### PROMPT 1
In the LinkedIn API thread, what reason does the reply give for why the freely available API can't be used to collect company data? Answer in one to three sentences.
### PROMPT 2
Reproduce the LinkedIn API thread from "access_token = dict(urlparse.parse_qsl(content[1]))" to "not with APIs.".
### PROMPT 3
Pick up the LinkedIn API thread after its last sentence and carry it on.

Accessing LinkedIn data via API using python (and authorisation in general) - python

I'm trying to access LinkedIn data via API (I don't have an app, I just want to access company data - or see what can be accessed). There are other questions here on this topic, but most are out of date (using packagaes which precede LinkedIn's current authorisation process).
I followed the LinkedIn documentation on authorisation: https://developer.linkedin.com/docs/oauth2
I created an application (using a nonsense website url as I do not have a website). This gave me a Client ID and Client Secret.
Using (out of date) stuff from LinkedIn (https://github.com/linkedin/api-get-started/blob/master/python/tutorial.py) I wrote:
import oauth2 as oauth
import urllib.parse as urlparse
consumer_key = 'my client id e.g. sjd6ffdf6262d'
consumer_secret = 'my customer secret e.g. d77373hhfh'
request_token_url = 'https://api.linkedin.com/uas/oauth/requestToken'
access_token_url = 'https://api.linkedin.com/uas/oauth/accessToken'
authorize_url = 'https://api.linkedin.com/uas/oauth/authorize'
consumer = oauth.Consumer(consumer_key, consumer_secret)
client = oauth.Client(consumer)
resp,content = client.request(request_token_url, "POST")
request_token = dict(urlparse.parse_qsl(content))
clean_request_token = {}
for key in request_token.keys():
clean_request_token[key.decode('ascii')] = request_token[key].decode('ascii')
request_token = clean_request_token
print ("Go to the following link in your browser:")
print ("%s?oauth_token=%s" % (authorize_url, request_token['oauth_token']
This link takes me to a website where I 'give permission', and am then shown a pin code. Using this pin (called oauth_verifier here):
oauth_verifier = 12345
token = oauth.Token(request_token['oauth_token'],
request_token['oauth_token_secret'])
token.set_verifier(oauth_verifier)
client = oauth.Client(consumer, token)
content = client.request(access_token_url,"POST")
access_token = dict(urlparse.parse_qsl(content[1]))
clean_access_token = {}
for key in access_token.keys():
clean_access_token[key.decode('ascii')] = access_token[key].decode('ascii')
access_token = clean_request_token
token = oauth.Token(key=access_token['oauth_token'],secret=access_token['oauth_token_secret'])
client = oauth.Client(consumer, token)
response = client.request("http://api.linkedin.com/v1/companies/barclays")
This response has a 401 code, due to "The token used in the OAuth request has been revoked."
The underlying problems are:
I don't really get how APIs work, how they work with python, how authorisation works or how to know the api url I need.
In case relevant, I have experience web scraping (using requests plus beautiful soup to parse) but not with APIs.

I eventually worked it out, posting here in case anyone comes this way. Before you invest time, I also found out that the freely available API now only allows you to access your own profile or company page. So you can write an app that allows a user to post to their own page, but you can't write something to grab data. See here:
LinkedIn API unable to view _any_ company profile
Anyway, to get the limited API working, you need to:
Create a LinkedIn account, create an application and add a redirect URL to your application page (I used http://localhost:8000). This doc says how to set up the app: https://developer.linkedin.com/docs/oauth2
Following the steps in the above link, but in python, you make a request to gain an "access code".

### ITEMS
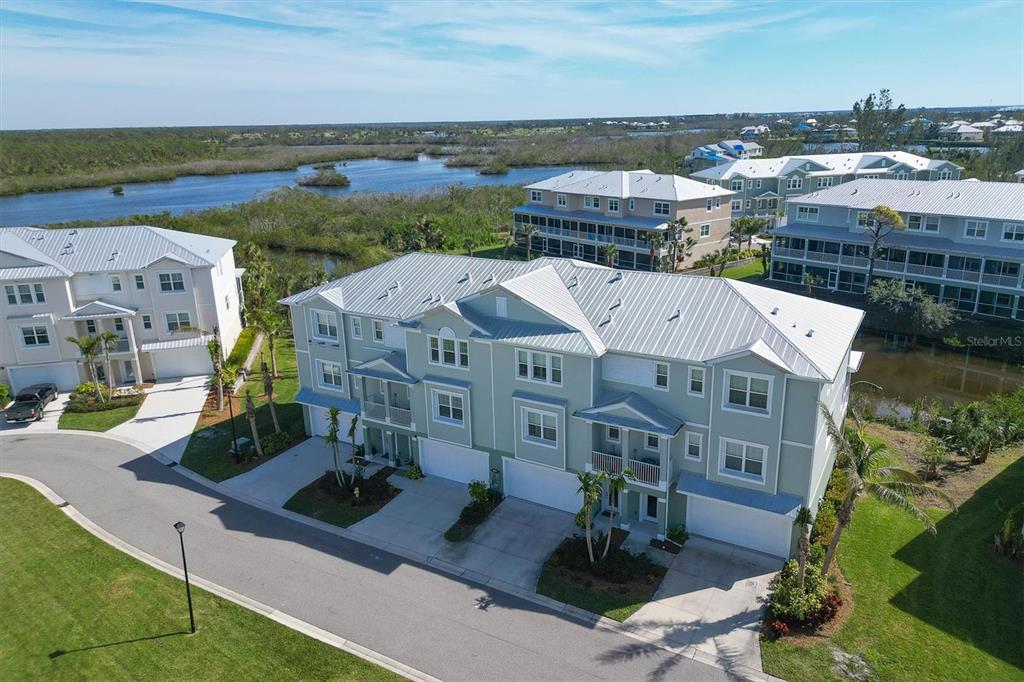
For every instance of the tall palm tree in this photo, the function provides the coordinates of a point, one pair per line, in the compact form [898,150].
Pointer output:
[804,519]
[90,347]
[109,343]
[616,483]
[867,473]
[591,486]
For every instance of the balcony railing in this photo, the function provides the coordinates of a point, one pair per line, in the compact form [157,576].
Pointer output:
[643,472]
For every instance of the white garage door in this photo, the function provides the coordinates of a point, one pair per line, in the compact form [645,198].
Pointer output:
[454,462]
[65,375]
[544,485]
[317,420]
[744,526]
[181,363]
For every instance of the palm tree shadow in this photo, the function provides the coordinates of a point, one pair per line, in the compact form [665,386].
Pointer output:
[56,653]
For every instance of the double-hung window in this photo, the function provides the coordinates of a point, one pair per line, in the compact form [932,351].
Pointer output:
[25,294]
[540,427]
[171,282]
[544,368]
[325,325]
[743,459]
[331,375]
[449,408]
[35,336]
[748,392]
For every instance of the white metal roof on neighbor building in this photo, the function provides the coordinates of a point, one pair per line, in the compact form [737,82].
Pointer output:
[691,318]
[824,164]
[110,249]
[999,201]
[625,184]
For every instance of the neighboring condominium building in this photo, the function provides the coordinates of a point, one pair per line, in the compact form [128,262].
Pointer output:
[523,374]
[146,285]
[964,241]
[762,186]
[577,213]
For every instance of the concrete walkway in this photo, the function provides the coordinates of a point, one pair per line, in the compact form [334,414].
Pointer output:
[168,415]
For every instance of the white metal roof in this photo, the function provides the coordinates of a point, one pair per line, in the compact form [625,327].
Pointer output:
[692,318]
[107,249]
[821,163]
[624,184]
[999,201]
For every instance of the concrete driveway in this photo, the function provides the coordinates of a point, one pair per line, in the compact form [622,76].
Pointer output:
[51,414]
[168,415]
[712,599]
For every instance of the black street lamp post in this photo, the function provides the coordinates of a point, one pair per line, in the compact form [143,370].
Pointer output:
[180,527]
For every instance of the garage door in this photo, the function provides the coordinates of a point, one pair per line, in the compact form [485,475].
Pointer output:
[744,526]
[65,375]
[454,462]
[181,363]
[544,485]
[317,420]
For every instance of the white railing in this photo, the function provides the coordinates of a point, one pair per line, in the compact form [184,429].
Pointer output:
[643,472]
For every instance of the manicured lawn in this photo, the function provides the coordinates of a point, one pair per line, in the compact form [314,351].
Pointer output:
[207,450]
[97,421]
[78,609]
[935,607]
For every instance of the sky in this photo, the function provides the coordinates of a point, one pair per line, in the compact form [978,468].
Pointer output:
[107,64]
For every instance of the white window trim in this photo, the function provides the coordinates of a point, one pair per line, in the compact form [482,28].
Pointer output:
[435,408]
[529,366]
[689,380]
[313,332]
[728,407]
[524,430]
[340,388]
[686,445]
[741,475]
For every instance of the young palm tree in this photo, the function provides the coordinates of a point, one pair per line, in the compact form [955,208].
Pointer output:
[867,473]
[251,416]
[268,389]
[804,519]
[591,485]
[616,483]
[90,347]
[109,343]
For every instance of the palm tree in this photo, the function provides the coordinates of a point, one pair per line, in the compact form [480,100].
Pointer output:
[616,483]
[268,389]
[89,346]
[804,519]
[656,242]
[109,342]
[867,473]
[271,326]
[251,416]
[591,485]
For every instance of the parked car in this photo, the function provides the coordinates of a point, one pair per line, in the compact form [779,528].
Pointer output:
[29,402]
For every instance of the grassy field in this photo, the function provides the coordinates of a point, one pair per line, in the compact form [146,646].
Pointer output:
[97,421]
[78,609]
[927,607]
[206,453]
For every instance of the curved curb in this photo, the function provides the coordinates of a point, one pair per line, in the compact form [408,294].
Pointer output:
[253,605]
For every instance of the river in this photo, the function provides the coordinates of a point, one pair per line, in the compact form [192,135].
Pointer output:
[193,193]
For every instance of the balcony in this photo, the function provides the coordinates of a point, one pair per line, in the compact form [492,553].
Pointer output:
[643,472]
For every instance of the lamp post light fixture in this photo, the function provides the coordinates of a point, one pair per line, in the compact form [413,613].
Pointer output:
[180,527]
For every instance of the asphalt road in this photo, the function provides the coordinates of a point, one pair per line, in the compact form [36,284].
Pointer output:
[427,620]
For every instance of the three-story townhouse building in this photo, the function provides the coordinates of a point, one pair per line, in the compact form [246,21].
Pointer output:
[522,374]
[762,186]
[147,285]
[577,213]
[963,242]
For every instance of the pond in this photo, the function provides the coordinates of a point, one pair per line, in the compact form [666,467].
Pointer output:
[201,192]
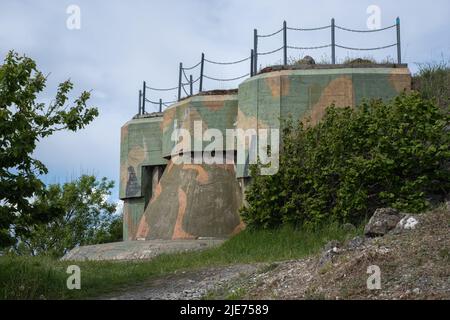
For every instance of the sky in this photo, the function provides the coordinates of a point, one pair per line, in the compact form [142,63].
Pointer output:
[121,43]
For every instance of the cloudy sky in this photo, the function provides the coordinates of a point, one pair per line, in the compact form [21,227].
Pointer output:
[121,43]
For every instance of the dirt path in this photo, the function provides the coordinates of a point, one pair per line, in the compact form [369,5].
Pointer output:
[185,285]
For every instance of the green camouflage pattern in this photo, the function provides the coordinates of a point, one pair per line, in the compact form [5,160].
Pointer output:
[214,111]
[140,146]
[267,98]
[193,201]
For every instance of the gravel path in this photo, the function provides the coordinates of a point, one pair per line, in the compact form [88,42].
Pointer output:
[190,285]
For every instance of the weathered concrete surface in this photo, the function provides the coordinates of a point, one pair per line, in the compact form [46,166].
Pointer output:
[201,200]
[191,201]
[267,98]
[213,111]
[137,250]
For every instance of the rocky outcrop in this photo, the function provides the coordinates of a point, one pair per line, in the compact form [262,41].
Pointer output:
[382,221]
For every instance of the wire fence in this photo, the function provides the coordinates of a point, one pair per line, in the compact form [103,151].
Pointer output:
[191,79]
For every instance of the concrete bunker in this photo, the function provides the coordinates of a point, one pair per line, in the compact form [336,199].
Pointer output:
[165,200]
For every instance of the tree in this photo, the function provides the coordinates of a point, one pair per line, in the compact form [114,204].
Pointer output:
[24,122]
[353,161]
[88,218]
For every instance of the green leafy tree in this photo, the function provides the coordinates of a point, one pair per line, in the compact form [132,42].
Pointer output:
[89,218]
[353,161]
[24,122]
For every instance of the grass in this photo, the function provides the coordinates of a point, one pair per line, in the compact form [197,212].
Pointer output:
[45,278]
[433,82]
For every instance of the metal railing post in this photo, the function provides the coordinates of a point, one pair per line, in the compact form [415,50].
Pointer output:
[143,97]
[255,51]
[285,42]
[251,62]
[333,41]
[202,64]
[399,46]
[140,102]
[179,81]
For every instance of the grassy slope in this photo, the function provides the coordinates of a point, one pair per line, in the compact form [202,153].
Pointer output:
[40,277]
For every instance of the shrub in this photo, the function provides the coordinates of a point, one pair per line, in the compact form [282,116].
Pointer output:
[353,161]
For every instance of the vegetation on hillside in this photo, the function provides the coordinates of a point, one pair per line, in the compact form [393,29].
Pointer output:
[42,277]
[380,154]
[23,123]
[88,218]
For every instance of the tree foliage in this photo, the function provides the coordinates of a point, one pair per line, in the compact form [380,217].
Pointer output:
[353,161]
[24,122]
[88,218]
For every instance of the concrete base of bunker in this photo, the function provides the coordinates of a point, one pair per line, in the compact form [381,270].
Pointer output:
[193,201]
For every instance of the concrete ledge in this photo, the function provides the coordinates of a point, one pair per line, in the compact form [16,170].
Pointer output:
[137,250]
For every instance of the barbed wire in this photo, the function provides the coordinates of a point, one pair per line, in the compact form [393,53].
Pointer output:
[228,63]
[161,89]
[157,102]
[224,80]
[182,86]
[309,48]
[168,103]
[185,76]
[309,29]
[270,34]
[365,31]
[367,49]
[269,52]
[193,67]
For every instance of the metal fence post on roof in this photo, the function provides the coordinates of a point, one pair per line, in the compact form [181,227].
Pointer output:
[399,47]
[140,102]
[143,97]
[179,81]
[255,51]
[202,64]
[251,62]
[285,42]
[333,41]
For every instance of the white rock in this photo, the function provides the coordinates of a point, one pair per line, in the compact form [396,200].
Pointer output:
[408,223]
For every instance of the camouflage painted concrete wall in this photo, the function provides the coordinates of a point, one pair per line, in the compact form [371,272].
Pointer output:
[269,97]
[140,146]
[193,201]
[214,111]
[199,200]
[140,152]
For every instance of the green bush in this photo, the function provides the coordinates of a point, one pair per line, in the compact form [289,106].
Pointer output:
[353,161]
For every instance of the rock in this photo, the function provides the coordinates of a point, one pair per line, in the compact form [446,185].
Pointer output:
[355,243]
[348,227]
[382,221]
[407,223]
[332,245]
[331,249]
[307,60]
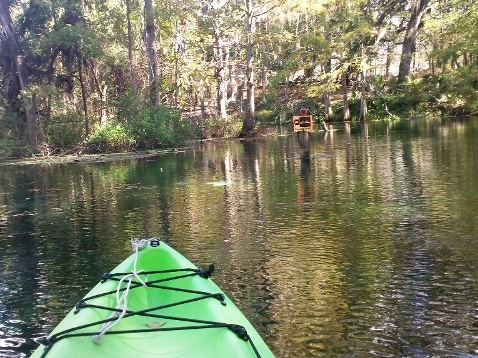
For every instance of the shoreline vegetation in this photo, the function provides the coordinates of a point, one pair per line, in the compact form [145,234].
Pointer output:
[96,77]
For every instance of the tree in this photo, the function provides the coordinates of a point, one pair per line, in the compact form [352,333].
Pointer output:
[15,67]
[417,10]
[249,113]
[150,34]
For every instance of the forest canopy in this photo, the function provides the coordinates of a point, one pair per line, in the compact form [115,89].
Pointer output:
[117,75]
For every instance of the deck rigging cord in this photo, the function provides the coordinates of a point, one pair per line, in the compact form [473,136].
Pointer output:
[131,280]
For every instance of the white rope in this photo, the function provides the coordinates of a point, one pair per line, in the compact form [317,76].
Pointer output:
[122,297]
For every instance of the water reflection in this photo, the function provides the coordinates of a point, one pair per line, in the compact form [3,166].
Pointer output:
[367,248]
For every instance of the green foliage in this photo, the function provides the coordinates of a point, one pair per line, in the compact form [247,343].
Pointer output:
[111,138]
[66,131]
[217,127]
[160,126]
[268,116]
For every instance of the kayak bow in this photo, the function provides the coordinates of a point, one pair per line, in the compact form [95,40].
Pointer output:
[156,303]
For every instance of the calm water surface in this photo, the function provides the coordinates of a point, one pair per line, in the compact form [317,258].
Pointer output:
[368,249]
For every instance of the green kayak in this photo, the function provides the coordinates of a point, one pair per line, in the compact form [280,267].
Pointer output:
[156,303]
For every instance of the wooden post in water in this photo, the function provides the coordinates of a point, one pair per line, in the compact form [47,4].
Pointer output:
[303,124]
[304,145]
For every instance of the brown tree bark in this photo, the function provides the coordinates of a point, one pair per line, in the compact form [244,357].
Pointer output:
[345,98]
[155,94]
[134,84]
[31,131]
[249,121]
[419,8]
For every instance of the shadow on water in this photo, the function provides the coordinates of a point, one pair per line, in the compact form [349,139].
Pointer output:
[367,248]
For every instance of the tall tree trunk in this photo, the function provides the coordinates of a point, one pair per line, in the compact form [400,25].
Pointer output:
[363,87]
[221,90]
[134,84]
[345,99]
[155,94]
[418,9]
[328,112]
[249,113]
[83,92]
[32,131]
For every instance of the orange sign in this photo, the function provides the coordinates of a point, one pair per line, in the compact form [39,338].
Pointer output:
[303,123]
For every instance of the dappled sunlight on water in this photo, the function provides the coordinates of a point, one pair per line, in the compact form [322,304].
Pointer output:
[367,249]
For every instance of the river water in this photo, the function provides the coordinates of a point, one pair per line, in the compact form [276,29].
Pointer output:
[369,249]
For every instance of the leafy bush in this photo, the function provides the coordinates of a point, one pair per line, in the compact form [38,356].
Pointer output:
[111,138]
[160,127]
[66,131]
[217,127]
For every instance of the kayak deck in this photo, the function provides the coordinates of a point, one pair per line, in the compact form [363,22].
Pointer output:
[172,309]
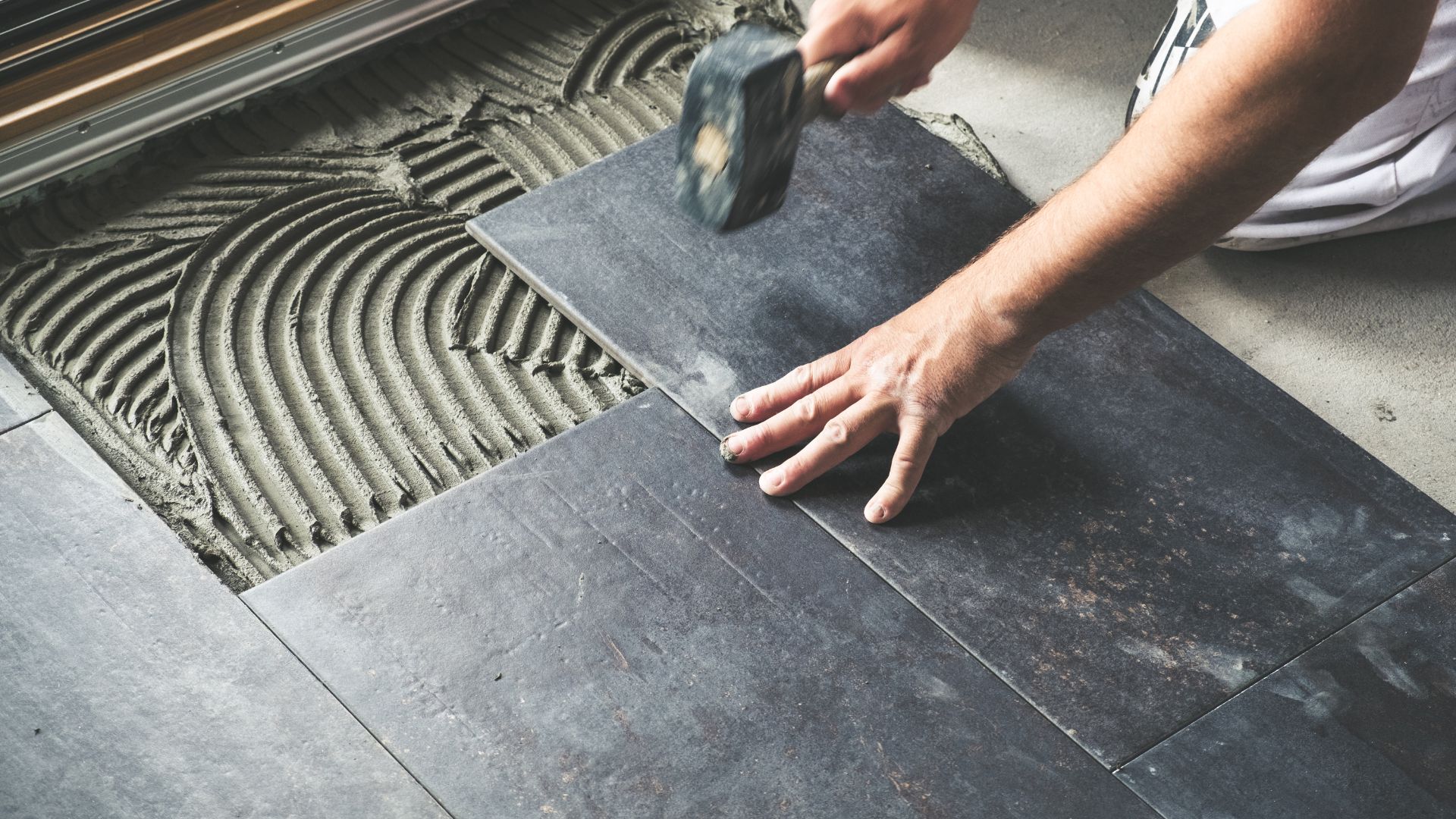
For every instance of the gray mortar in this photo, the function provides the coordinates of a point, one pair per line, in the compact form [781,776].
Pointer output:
[273,322]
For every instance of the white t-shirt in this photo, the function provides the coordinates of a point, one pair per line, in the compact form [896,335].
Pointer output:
[1401,152]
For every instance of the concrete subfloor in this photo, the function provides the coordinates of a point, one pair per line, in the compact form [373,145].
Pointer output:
[1357,330]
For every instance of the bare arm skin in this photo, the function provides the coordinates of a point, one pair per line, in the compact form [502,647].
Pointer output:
[1239,120]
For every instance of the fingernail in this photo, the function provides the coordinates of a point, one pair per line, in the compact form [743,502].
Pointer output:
[731,447]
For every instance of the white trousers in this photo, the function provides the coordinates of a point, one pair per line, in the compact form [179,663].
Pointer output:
[1392,169]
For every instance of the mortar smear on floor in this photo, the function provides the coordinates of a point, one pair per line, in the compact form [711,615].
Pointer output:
[273,321]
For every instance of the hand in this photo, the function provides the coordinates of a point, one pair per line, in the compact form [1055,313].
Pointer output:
[896,41]
[913,375]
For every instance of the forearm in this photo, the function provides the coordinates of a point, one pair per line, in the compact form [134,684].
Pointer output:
[1263,98]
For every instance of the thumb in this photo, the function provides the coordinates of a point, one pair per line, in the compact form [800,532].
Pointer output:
[837,36]
[873,77]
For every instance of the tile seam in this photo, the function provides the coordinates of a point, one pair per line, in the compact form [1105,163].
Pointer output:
[1276,670]
[935,623]
[356,717]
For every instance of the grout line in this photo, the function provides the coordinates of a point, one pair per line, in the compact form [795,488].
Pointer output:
[28,420]
[1329,635]
[350,711]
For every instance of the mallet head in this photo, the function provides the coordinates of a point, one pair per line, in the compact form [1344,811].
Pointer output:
[740,127]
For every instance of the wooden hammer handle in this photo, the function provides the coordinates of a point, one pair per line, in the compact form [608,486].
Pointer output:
[816,79]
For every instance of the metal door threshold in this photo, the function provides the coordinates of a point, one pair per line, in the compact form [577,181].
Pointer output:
[267,63]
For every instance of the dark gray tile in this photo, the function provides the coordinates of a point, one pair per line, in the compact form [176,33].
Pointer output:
[1363,726]
[1130,532]
[618,624]
[878,209]
[133,684]
[19,403]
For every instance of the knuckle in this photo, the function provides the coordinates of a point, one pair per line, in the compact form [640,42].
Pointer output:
[903,465]
[836,431]
[805,409]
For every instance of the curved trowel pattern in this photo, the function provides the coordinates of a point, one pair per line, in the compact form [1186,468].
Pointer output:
[273,321]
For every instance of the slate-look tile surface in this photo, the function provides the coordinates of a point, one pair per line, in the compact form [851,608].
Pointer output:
[1366,722]
[618,624]
[19,403]
[1130,532]
[133,684]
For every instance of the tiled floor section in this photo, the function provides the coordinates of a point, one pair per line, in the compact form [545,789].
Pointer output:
[618,624]
[1131,532]
[19,401]
[1366,720]
[133,684]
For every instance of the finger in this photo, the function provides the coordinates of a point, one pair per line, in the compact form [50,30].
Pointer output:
[800,422]
[840,438]
[764,401]
[874,74]
[906,468]
[837,36]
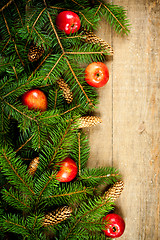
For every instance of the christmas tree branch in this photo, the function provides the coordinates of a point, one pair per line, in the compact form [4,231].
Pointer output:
[13,166]
[6,5]
[70,67]
[15,199]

### WRITTEN REPLY 1
The free API now only lets you access your own profile or company page. You can write an app that lets a user post to their own page, but not one that grabs data.

### WRITTEN REPLY 2
access_token = dict(urlparse.parse_qsl(content[1]))
clean_access_token = {}
for key in access_token.keys():
clean_access_token[key.decode('ascii')] = access_token[key].decode('ascii')
access_token = clean_request_token
token = oauth.Token(key=access_token['oauth_token'],secret=access_token['oauth_token_secret'])
client = oauth.Client(consumer, token)
response = client.request("http://api.linkedin.com/v1/companies/barclays")
This response has a 401 code, due to "The token used in the OAuth request has been revoked."
The underlying problems are:
I don't really get how APIs work, how they work with python, how authorisation works or how to know the api url I need.
In case relevant, I have experience web scraping (using requests plus beautiful soup to parse) but not with APIs.

### WRITTEN REPLY 3
html = requests.get("https://www.linkedin.com/oauth/v2/authorization",
params = {'response_type':'code','client_id':client_id,
'redirect_uri':'http://localhost:8000',
'state':'somestring'})
print html.url to get a huge link - click on it. You'll be asked to login and allow access, and then you'll be redirected to your redirect url. There'll be nothing there, but the url will have a long "access code" on the end of it. Pull this out and send it to LinkedIn with a Post request:
token = requests.post('https://www.linkedin.com/oauth/v2/accessToken',
data = {'grant_type':'authorization_code','code':access_code,
'redirect_uri':'http://localhost:8000',
'client_id':client_id,'client_secret':client_secret})
token.content will contain an "access_token". This is what is needed to access the API. e.g. to access your own profile:
headers = {'x-li-format': 'json', 'Content-Type': 'application/json'}
params = {'oauth2_access_token': access_token}
html = requests.get("https://api.linkedin.com/v1/people/~",headers=headers,params = params)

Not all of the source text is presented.